*Task list:*
[A] Answer these questions from the text on Mumbai Gallery Weekend, one answer per line.
(i) On what dates does the 14th edition take place?
(ii) How many galleries and institutional partners does the event bring together?
(iii) Which body organizes the event?
[B] In one to three sentences, explain why the text on Mumbai Gallery Weekend calls the event an unparalleled opportunity to encounter Mumbai's artistic ecosystem.
[C] Translate this sentence from the text on Mumbai Gallery Weekend into Spanish: "It’s a joint effort by participating galleries, bringing together artists, collectors, and the public for an annual celebration of contemporary art."

*Text segment:*

※ ※ ※

Mumbai’s art galleries are opening their doors this week for the 14th edition of Mumbai Gallery Weekend, transforming the city into a thriving showcase of contemporary practice from January 8 to 11, 2026. The event, now established as the city’s most significant art calendar moment, unites 31 galleries and 4 institutional partners across neighborhoods from Colaba to Bandra West, creating an unparalleled opportunity to encounter Mumbai’s artistic ecosystem in a single concentrated moment.
The Mumbai Gallery Weekend (MGW) is organized by the Mumbai Gallery Association (MGA), a collective of local galleries that collaborate to create this city-wide art event, fostering community and showcasing Mumbai’s vibrant art scene. It’s a joint effort by participating galleries, bringing together artists, collectors, and the public for an annual celebration of contemporary art.

※ ※ ※

*Supplied material:*
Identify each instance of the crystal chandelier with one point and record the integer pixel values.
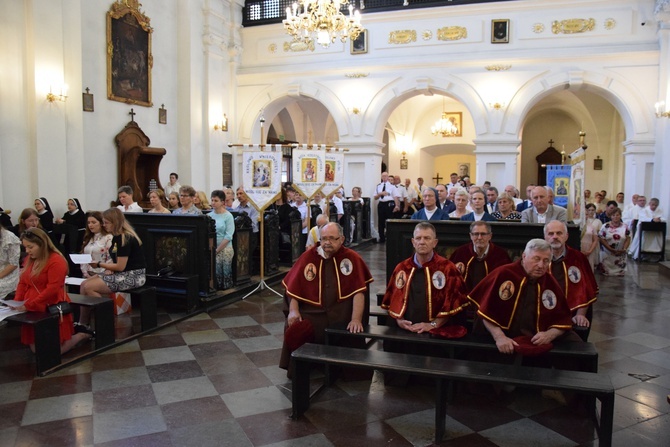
(323, 18)
(445, 126)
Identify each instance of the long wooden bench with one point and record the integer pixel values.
(103, 314)
(585, 353)
(47, 338)
(446, 370)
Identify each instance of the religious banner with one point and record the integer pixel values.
(309, 170)
(261, 175)
(558, 178)
(334, 174)
(576, 205)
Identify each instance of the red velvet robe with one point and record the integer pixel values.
(579, 284)
(445, 295)
(303, 281)
(42, 290)
(464, 255)
(497, 302)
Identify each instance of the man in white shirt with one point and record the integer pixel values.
(128, 205)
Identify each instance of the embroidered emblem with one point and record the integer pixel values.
(310, 272)
(574, 274)
(439, 280)
(506, 290)
(549, 299)
(346, 267)
(400, 279)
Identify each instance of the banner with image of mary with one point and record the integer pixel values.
(261, 175)
(309, 170)
(334, 172)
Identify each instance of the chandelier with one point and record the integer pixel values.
(323, 18)
(445, 126)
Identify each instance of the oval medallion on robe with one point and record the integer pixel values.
(439, 280)
(346, 267)
(310, 272)
(574, 274)
(549, 299)
(506, 290)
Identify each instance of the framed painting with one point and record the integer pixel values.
(129, 59)
(359, 45)
(500, 31)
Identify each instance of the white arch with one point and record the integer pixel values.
(620, 93)
(273, 99)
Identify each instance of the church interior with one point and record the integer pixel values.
(211, 77)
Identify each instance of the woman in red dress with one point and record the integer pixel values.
(42, 283)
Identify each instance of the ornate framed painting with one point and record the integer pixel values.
(129, 59)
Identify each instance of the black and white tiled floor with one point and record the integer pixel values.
(212, 380)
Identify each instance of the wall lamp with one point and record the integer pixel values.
(62, 96)
(222, 125)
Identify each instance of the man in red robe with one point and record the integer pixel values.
(573, 273)
(327, 285)
(478, 259)
(426, 289)
(523, 299)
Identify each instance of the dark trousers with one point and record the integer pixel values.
(384, 212)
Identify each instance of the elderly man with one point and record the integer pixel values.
(523, 299)
(542, 211)
(479, 212)
(573, 273)
(388, 203)
(430, 211)
(476, 260)
(425, 291)
(327, 285)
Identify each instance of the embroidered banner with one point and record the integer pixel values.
(261, 175)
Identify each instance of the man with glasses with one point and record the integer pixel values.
(476, 260)
(327, 285)
(425, 290)
(522, 298)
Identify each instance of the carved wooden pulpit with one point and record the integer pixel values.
(137, 162)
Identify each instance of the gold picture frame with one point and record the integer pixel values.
(129, 59)
(500, 31)
(359, 45)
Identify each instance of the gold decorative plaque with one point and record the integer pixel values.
(452, 33)
(573, 26)
(297, 46)
(402, 37)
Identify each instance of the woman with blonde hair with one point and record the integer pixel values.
(127, 269)
(42, 283)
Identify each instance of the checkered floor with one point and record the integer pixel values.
(212, 380)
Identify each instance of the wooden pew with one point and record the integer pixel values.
(446, 370)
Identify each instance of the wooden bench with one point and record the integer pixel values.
(446, 370)
(103, 314)
(585, 353)
(47, 338)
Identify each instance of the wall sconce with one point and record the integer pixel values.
(62, 96)
(660, 110)
(223, 125)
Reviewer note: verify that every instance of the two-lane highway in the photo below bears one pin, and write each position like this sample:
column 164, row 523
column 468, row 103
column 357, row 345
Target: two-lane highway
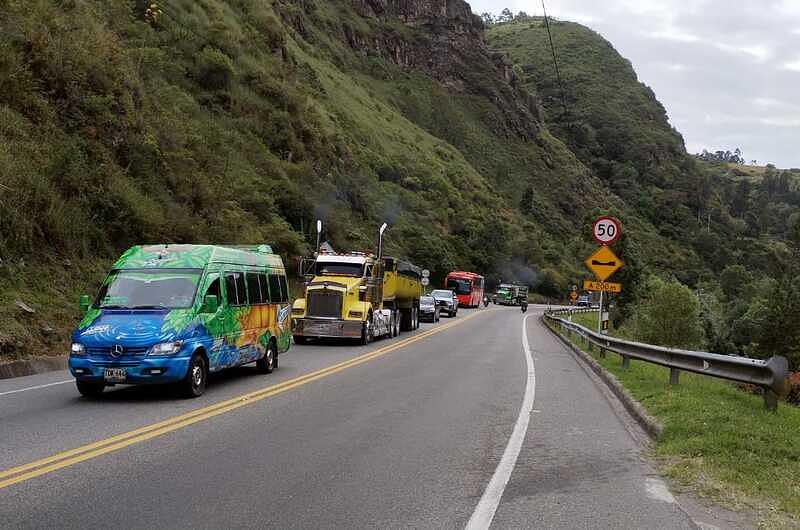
column 404, row 433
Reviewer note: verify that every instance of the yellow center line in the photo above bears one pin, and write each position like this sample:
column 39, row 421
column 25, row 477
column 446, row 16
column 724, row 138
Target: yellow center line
column 68, row 458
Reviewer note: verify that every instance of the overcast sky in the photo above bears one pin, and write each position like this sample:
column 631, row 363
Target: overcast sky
column 728, row 71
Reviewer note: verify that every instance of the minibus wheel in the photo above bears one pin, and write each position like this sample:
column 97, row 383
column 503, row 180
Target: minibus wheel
column 194, row 384
column 269, row 362
column 88, row 389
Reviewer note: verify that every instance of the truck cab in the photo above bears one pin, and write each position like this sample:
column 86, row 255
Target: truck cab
column 354, row 295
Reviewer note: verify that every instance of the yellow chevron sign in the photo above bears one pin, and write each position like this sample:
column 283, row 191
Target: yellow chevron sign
column 603, row 263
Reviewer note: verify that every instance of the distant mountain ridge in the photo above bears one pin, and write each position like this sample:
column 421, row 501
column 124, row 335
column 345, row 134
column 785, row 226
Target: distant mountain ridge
column 241, row 122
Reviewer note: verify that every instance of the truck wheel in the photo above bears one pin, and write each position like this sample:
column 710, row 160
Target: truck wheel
column 269, row 362
column 367, row 331
column 194, row 384
column 90, row 390
column 405, row 320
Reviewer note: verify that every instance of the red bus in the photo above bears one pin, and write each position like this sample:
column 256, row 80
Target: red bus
column 468, row 286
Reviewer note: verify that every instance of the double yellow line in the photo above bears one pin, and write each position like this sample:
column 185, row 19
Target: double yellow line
column 58, row 461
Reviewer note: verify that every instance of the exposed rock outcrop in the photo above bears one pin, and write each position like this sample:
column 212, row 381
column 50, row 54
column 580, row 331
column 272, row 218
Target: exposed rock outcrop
column 449, row 46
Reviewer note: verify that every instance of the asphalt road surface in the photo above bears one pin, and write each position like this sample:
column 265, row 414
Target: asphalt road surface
column 429, row 430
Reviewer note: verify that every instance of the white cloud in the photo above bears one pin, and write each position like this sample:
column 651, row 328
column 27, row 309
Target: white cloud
column 743, row 58
column 673, row 35
column 793, row 66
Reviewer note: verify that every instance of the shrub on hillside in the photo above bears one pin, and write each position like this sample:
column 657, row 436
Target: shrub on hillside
column 668, row 314
column 779, row 332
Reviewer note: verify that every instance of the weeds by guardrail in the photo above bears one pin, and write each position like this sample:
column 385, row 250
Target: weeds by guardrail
column 771, row 375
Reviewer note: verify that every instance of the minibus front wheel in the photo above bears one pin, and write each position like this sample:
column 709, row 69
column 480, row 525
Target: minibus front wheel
column 194, row 384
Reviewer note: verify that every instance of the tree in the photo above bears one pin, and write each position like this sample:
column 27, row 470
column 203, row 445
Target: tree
column 505, row 16
column 779, row 333
column 668, row 315
column 734, row 279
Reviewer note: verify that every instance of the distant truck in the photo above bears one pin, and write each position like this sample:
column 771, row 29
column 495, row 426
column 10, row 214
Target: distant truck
column 356, row 295
column 511, row 294
column 468, row 287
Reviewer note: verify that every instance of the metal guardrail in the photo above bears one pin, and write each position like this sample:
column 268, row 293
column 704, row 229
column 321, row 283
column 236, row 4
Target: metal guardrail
column 771, row 375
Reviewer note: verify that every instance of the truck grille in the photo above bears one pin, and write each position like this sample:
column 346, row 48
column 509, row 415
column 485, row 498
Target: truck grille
column 106, row 352
column 325, row 304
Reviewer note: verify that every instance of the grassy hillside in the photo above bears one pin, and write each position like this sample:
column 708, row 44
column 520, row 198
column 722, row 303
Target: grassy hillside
column 240, row 121
column 733, row 231
column 243, row 121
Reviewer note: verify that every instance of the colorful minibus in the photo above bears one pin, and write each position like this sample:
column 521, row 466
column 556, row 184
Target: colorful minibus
column 176, row 313
column 468, row 286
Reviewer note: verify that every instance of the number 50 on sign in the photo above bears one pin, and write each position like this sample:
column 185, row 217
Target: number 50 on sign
column 606, row 230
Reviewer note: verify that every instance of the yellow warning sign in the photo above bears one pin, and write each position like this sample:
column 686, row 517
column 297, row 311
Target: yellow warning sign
column 606, row 287
column 603, row 263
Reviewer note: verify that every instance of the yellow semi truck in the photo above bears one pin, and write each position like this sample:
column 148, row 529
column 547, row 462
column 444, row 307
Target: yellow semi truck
column 356, row 295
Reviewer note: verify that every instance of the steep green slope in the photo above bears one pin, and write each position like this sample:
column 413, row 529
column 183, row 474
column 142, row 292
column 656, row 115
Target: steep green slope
column 615, row 125
column 730, row 232
column 243, row 121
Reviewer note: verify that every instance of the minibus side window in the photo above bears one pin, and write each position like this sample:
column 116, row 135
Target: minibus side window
column 230, row 289
column 214, row 289
column 241, row 289
column 276, row 296
column 264, row 284
column 284, row 288
column 254, row 289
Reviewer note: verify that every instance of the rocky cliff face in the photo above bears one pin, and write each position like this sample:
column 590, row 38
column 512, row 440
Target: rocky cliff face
column 424, row 12
column 449, row 46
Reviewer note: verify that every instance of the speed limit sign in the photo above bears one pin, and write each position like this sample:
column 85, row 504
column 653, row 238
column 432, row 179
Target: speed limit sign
column 606, row 230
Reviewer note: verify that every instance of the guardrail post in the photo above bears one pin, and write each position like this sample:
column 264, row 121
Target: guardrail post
column 770, row 400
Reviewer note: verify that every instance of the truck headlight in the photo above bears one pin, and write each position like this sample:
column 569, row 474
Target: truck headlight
column 166, row 348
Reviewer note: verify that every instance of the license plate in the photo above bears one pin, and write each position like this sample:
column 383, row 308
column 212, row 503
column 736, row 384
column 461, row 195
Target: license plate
column 115, row 375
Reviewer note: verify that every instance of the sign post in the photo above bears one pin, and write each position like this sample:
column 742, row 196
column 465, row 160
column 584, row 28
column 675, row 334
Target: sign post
column 604, row 263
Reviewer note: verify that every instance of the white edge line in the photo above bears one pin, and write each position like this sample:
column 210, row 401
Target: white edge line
column 37, row 387
column 484, row 512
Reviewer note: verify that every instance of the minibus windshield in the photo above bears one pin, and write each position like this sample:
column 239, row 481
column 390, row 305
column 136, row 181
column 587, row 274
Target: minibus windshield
column 149, row 289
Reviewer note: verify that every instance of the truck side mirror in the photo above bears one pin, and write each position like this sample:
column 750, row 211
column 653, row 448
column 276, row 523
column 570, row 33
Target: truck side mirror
column 305, row 269
column 84, row 303
column 210, row 304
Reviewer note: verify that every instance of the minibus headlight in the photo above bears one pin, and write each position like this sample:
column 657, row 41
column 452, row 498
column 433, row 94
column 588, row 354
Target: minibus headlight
column 166, row 348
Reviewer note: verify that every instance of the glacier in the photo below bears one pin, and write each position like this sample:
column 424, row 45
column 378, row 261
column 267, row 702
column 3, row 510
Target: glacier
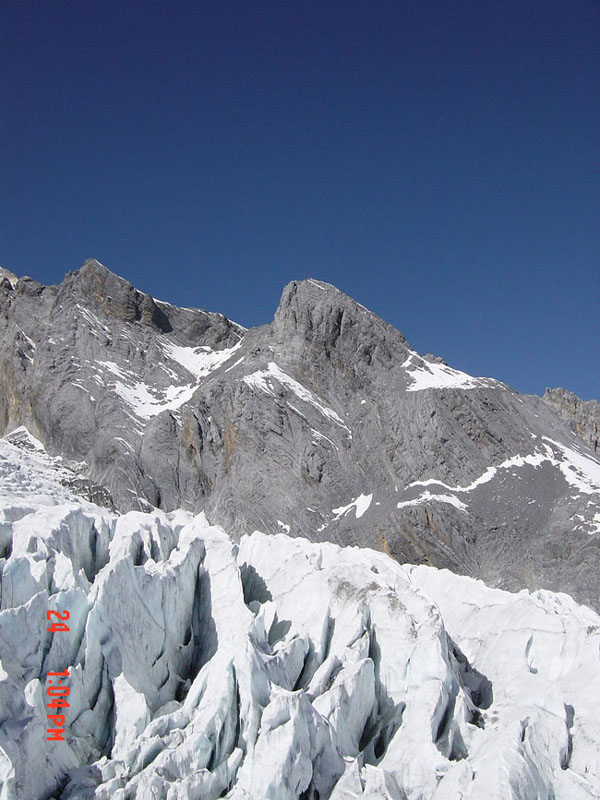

※ ※ ※

*Solutions to each task:*
[A]
(i) January 8 to 11, 2026
(ii) 31 galleries and 4 institutional partners
(iii) The Mumbai Gallery Association (MGA)

[B] The event unites 31 galleries and 4 institutional partners across neighborhoods from Colaba to Bandra West. Visitors can therefore encounter the city's artistic ecosystem in a single concentrated moment.

[C] Es un esfuerzo conjunto de las galerías participantes, que reúne a artistas, coleccionistas y público en una celebración anual del arte contemporáneo.